WORK TO COMPLETE =
Which of the lines in the data mention the string "green"? List them all.

__________

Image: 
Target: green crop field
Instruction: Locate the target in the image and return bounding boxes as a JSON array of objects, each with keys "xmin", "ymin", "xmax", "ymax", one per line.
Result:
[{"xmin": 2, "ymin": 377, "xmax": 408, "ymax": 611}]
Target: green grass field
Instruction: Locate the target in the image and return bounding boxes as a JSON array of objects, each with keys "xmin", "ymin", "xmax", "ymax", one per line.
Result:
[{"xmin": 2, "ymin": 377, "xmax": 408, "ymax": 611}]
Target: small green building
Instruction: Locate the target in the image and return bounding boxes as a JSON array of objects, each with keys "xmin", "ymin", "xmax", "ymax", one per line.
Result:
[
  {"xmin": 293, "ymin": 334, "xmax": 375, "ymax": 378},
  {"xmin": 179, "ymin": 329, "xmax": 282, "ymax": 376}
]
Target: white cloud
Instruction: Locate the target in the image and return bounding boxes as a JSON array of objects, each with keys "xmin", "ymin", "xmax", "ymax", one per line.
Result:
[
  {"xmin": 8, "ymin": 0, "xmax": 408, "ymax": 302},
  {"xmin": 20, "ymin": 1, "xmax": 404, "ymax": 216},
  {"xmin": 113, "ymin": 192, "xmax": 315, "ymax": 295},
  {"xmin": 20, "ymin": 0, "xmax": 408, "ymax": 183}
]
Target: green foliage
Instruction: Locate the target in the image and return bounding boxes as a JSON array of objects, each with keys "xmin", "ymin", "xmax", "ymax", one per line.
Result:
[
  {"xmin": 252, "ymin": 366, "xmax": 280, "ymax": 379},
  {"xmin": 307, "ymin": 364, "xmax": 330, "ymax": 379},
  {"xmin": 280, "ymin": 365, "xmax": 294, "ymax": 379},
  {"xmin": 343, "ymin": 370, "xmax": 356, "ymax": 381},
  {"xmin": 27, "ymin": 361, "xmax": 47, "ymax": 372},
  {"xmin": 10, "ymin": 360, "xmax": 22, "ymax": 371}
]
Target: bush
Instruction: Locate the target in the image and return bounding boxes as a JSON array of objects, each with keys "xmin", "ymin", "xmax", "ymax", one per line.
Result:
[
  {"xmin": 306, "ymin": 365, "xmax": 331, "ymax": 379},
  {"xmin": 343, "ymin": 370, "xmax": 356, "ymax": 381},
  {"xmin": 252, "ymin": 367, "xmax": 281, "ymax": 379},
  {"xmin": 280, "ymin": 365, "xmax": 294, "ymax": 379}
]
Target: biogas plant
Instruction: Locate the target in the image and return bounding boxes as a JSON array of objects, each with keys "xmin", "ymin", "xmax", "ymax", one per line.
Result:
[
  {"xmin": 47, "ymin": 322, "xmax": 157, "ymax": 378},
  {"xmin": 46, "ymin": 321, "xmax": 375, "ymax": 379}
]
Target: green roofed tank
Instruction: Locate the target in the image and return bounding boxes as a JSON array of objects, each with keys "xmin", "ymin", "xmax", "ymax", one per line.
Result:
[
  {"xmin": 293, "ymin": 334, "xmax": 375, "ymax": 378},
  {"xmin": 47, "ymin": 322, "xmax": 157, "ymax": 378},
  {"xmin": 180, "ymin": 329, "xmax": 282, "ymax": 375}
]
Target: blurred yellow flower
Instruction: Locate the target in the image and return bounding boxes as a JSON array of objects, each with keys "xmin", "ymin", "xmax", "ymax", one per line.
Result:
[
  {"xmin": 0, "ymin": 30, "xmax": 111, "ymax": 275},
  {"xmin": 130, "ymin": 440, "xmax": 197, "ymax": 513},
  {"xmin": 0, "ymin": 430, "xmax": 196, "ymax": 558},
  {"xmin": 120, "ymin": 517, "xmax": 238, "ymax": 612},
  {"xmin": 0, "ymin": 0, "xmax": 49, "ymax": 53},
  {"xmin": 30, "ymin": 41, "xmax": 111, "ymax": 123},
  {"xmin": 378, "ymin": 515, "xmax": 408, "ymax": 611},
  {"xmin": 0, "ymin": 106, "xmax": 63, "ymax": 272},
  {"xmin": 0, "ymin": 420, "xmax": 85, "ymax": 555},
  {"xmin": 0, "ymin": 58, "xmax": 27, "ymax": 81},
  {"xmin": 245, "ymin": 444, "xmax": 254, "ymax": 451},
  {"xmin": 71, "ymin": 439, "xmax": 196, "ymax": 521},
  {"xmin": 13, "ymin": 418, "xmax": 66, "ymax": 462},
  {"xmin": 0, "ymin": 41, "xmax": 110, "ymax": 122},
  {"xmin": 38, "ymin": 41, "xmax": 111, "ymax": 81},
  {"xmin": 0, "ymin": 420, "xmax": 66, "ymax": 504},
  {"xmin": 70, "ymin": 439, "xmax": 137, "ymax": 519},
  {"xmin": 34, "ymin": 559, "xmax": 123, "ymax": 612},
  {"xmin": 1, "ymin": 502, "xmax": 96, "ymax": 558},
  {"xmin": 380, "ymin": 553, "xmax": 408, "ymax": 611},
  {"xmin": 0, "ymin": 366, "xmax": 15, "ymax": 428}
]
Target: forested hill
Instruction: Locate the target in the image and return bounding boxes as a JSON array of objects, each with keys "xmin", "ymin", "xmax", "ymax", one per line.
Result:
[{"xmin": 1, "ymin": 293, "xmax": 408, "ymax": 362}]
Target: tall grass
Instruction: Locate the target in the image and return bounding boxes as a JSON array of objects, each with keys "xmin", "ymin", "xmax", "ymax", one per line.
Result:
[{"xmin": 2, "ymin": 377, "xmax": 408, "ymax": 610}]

__________

ANSWER TO THE EXERCISE =
Target: green crop field
Target: green grass field
Target: small green building
Target: green foliage
Target: green roofed tank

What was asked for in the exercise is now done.